Records shown:

______

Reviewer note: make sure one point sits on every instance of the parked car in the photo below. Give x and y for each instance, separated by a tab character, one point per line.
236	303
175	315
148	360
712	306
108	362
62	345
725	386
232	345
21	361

______

The task: Give all of the entries again, word for word.

Result of this task:
Reviewer note: make sure one point sits on every instance of the parked car in the photo below. Give x and y for each instance, separated by a tab character, one point per line.
236	303
175	315
148	360
712	306
108	362
62	345
725	386
232	345
21	361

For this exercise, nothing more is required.